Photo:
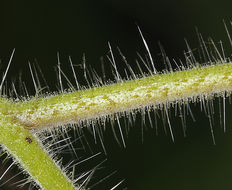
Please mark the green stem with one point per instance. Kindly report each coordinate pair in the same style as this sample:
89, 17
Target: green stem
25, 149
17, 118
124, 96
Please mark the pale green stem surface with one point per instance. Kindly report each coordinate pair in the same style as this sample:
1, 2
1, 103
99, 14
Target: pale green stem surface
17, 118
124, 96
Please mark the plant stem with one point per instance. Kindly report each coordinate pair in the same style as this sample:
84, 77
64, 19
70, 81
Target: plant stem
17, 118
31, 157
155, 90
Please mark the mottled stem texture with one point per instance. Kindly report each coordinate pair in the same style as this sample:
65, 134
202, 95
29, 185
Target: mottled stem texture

◆ ◆ ◆ ◆

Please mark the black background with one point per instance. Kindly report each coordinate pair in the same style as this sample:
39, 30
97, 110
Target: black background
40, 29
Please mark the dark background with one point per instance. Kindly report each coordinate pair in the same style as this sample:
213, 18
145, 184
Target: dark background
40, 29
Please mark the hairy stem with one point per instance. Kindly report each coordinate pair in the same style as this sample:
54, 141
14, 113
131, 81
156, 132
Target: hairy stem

◆ ◆ ◆ ◆

- **Problem details**: Write out, word for word, the stretch of data from the line containing "Please mark the dark" through the line containing "Target: hairy stem".

- **Exercise solution**:
Please mark the dark background with one point per instance. Kindly report each coordinate pair in the same style as this sample:
213, 18
145, 184
Target: dark background
40, 29
Please mark the hairy stem with one point per instance. Kindly report each coordinate pair in the same style as this sample:
54, 141
14, 113
131, 81
156, 132
Target: hairy stem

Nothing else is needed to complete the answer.